**YOUR ASSIGNMENT:** Repeat exactly the lines from the start of the records below through the line that contains "Target: hat brim", including both.

**DATA SHOWN:**
------------------------
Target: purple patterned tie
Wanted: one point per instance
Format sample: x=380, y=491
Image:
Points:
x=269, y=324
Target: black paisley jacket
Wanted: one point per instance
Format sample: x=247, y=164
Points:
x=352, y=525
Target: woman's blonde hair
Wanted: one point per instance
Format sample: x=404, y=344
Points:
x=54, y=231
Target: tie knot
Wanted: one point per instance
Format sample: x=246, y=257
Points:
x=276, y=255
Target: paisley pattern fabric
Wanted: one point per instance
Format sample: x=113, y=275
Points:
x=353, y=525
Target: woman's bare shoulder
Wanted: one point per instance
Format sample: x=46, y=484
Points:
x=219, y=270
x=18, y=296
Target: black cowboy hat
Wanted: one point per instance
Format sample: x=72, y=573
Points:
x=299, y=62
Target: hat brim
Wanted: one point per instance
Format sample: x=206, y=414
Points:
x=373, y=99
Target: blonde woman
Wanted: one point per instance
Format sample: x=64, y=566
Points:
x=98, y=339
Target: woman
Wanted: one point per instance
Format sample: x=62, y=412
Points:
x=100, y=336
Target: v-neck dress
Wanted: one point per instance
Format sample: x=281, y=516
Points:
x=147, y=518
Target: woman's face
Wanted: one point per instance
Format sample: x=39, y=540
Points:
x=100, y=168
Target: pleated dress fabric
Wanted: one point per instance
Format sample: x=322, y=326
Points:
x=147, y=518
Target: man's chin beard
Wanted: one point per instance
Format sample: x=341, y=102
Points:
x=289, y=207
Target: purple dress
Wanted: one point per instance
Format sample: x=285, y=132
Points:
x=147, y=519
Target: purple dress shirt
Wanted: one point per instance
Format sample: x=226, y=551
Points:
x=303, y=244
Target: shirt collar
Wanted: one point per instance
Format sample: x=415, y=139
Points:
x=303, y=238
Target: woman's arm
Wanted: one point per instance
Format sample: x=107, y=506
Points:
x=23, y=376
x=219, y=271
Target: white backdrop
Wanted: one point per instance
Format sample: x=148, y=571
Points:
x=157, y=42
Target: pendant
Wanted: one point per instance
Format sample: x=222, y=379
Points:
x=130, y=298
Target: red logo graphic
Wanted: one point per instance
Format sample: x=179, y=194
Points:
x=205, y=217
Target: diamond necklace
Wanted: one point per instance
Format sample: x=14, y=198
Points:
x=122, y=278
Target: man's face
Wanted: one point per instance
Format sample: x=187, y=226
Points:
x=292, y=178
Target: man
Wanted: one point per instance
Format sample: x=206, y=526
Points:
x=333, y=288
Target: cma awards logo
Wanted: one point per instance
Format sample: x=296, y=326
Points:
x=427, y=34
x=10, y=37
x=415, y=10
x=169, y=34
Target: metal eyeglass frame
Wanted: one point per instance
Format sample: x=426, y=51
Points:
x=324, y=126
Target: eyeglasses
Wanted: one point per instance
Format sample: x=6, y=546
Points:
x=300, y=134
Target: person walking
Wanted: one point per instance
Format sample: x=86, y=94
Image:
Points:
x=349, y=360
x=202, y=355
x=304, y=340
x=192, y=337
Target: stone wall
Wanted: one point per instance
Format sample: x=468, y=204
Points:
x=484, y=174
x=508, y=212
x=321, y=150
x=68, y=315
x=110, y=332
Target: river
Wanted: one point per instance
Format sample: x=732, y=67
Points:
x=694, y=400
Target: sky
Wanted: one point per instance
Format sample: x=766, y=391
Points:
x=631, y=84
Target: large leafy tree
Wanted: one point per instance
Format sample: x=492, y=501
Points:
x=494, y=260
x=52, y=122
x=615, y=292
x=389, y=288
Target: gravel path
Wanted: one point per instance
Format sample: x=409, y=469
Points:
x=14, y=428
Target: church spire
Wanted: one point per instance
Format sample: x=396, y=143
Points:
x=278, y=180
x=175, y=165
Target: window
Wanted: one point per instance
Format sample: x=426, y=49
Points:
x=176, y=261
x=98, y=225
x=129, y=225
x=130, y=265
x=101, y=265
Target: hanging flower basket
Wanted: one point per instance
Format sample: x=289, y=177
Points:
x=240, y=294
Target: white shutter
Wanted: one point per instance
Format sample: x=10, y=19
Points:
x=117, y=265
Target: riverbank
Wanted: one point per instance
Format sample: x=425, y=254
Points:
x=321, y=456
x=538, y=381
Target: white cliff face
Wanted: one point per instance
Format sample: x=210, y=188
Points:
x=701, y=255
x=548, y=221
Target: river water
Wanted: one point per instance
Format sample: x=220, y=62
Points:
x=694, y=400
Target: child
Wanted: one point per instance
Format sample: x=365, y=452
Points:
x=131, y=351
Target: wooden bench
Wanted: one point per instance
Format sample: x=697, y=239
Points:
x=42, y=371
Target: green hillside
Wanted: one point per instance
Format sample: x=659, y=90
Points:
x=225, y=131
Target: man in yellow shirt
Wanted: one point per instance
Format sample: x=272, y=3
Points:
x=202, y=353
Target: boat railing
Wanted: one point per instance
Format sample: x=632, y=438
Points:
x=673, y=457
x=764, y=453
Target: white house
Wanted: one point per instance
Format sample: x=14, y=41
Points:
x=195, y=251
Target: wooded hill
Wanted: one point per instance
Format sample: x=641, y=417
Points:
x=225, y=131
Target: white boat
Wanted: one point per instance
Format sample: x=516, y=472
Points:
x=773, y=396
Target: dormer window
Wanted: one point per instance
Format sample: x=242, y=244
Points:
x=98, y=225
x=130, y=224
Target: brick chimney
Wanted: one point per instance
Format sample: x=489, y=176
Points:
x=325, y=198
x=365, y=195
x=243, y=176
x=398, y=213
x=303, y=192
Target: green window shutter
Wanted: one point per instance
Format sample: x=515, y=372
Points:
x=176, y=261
------------------------
**WRITTEN ANSWER:**
Target: purple patterned tie
Wanted: one point per instance
Format sample: x=380, y=491
Image:
Points:
x=269, y=324
Target: black paisley jacket
Wanted: one point per instance
Format sample: x=247, y=164
Points:
x=352, y=525
Target: woman's blonde hair
Wanted: one point per instance
Format sample: x=404, y=344
Points:
x=54, y=231
Target: tie knot
Wanted: one point per instance
Format sample: x=246, y=257
Points:
x=276, y=255
Target: paisley pattern fabric
Wanted: one point per instance
Format sample: x=113, y=275
Points:
x=353, y=525
Target: woman's bare shoulder
Wanted: one point per instance
Format sample: x=46, y=484
Points:
x=219, y=270
x=18, y=296
Target: black cowboy hat
Wanted: one point per instance
Format sample: x=72, y=573
Points:
x=299, y=62
Target: hat brim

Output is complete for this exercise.